### The problem
Copy the lines of the data below that fall between the line holding "Can you tell me where the textured" and the line holding "[536,357,569,419]", inclusive, without changing anything.

### Rows from a dataset
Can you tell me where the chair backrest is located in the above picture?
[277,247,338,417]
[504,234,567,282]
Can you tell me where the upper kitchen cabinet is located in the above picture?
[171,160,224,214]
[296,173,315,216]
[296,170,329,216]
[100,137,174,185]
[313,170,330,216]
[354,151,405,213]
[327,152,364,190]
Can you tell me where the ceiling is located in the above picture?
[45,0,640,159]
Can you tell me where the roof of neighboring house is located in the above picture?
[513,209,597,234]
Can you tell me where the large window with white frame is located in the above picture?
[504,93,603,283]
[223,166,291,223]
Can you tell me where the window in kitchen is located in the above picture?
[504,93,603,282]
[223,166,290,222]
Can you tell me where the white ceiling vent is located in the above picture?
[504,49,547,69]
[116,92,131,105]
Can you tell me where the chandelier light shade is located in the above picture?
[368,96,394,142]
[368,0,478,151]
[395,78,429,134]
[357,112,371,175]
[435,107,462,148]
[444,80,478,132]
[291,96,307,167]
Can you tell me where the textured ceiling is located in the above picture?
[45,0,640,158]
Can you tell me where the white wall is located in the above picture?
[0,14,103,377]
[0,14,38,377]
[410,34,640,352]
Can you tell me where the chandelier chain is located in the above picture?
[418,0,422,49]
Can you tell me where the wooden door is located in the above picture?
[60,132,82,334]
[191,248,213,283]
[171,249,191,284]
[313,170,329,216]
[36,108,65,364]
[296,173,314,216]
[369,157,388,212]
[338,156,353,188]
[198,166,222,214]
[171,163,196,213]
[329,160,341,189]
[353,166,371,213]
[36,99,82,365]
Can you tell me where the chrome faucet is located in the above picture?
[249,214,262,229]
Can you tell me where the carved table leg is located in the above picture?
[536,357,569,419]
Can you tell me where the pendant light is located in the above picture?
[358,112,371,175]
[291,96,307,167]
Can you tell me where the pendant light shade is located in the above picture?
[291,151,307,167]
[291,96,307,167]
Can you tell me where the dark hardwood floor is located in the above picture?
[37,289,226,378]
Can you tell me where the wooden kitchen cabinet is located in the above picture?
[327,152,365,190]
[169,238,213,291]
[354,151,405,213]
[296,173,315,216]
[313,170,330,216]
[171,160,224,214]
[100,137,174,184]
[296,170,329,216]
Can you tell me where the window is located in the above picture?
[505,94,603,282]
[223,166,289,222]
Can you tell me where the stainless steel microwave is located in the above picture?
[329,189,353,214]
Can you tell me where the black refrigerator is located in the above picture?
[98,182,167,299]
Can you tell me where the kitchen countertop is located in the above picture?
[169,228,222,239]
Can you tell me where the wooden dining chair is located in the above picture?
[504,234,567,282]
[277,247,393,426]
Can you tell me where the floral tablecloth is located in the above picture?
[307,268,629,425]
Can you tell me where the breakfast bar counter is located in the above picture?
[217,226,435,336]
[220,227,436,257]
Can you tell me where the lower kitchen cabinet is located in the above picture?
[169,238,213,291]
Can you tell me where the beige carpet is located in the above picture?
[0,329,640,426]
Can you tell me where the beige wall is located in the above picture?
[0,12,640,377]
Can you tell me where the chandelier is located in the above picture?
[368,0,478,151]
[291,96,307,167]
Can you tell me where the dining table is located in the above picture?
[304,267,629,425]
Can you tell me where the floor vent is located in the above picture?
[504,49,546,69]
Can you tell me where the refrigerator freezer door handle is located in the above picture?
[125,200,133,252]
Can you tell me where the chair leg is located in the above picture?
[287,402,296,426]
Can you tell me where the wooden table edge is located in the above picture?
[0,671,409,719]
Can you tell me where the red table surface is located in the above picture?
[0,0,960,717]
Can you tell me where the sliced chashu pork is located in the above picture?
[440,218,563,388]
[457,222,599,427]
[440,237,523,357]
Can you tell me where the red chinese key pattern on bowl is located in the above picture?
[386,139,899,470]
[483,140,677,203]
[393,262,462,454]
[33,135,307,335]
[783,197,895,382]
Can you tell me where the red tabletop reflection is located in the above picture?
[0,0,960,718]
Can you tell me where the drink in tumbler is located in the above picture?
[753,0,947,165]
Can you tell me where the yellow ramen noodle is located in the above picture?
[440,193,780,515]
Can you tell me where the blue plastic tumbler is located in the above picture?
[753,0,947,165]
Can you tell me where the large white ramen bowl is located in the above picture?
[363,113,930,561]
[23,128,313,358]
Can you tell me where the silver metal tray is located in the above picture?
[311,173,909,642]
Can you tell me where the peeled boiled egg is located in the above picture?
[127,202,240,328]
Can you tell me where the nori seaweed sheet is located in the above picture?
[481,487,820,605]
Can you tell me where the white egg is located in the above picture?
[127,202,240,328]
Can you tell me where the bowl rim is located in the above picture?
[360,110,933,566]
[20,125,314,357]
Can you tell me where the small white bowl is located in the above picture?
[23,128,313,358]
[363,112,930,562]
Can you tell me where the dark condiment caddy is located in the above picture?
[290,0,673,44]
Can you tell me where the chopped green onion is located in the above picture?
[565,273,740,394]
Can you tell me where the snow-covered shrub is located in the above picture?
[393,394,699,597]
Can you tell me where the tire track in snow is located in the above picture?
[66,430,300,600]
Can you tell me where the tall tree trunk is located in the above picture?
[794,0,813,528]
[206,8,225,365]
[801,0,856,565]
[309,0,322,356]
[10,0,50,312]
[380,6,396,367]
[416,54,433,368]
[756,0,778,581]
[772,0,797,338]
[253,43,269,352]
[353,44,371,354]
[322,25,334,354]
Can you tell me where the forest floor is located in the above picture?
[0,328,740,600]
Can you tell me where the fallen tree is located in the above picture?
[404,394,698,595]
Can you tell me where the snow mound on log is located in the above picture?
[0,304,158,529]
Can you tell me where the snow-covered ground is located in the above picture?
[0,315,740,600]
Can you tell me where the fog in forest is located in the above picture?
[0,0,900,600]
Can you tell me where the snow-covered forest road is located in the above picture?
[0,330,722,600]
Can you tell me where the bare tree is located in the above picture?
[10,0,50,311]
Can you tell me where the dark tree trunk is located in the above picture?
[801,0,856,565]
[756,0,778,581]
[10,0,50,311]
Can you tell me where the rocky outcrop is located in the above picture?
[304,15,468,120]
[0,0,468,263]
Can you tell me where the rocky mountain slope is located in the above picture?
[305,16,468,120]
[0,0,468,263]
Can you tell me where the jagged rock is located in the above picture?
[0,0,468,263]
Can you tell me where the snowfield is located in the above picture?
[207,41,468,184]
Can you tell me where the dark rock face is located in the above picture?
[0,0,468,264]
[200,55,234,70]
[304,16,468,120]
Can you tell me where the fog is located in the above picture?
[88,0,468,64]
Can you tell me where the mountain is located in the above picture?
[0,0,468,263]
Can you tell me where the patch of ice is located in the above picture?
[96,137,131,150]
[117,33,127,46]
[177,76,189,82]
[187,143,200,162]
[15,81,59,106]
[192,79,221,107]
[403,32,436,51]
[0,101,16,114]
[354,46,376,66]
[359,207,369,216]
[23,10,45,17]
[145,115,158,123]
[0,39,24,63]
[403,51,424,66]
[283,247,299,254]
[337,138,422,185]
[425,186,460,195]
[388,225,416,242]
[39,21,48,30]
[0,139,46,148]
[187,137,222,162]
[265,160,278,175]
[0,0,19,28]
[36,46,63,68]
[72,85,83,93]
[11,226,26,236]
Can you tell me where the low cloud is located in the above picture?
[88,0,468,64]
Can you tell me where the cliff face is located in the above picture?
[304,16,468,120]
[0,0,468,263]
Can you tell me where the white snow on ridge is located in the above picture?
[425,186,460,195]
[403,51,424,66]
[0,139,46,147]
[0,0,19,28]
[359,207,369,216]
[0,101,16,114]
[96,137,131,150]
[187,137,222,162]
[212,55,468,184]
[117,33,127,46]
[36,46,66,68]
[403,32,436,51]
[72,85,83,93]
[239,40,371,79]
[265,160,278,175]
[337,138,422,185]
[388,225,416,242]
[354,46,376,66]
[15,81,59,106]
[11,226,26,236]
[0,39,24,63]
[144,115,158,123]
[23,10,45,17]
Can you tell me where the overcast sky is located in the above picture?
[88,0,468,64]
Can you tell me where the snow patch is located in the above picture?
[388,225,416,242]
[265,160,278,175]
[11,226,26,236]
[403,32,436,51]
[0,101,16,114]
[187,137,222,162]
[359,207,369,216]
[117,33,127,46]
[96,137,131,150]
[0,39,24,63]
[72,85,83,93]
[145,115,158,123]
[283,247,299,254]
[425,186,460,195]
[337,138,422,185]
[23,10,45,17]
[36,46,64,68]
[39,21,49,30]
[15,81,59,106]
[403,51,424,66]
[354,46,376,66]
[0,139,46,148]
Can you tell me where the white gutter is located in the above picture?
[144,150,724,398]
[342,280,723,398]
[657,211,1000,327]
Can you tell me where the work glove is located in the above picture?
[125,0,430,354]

### Response below
Can you tell me where the textured ceiling is located in the above picture?
[45,0,640,158]
Can you tell me where the white wall is located in the above picture?
[0,14,103,377]
[0,14,38,377]
[410,34,640,352]
Can you tell me where the chandelier chain is located in the above picture?
[418,0,422,49]
Can you tell me where the wooden door is located in the above picture?
[60,132,82,334]
[191,248,213,283]
[171,249,191,284]
[313,170,329,216]
[36,108,65,364]
[296,173,314,216]
[369,157,388,212]
[338,156,353,188]
[198,166,222,214]
[171,163,196,213]
[329,160,341,189]
[353,166,371,213]
[36,99,82,365]
Can you tell me where the chrome faucet is located in the above picture?
[249,214,262,229]
Can you tell me where the carved table leg is located in the above picture?
[536,357,569,419]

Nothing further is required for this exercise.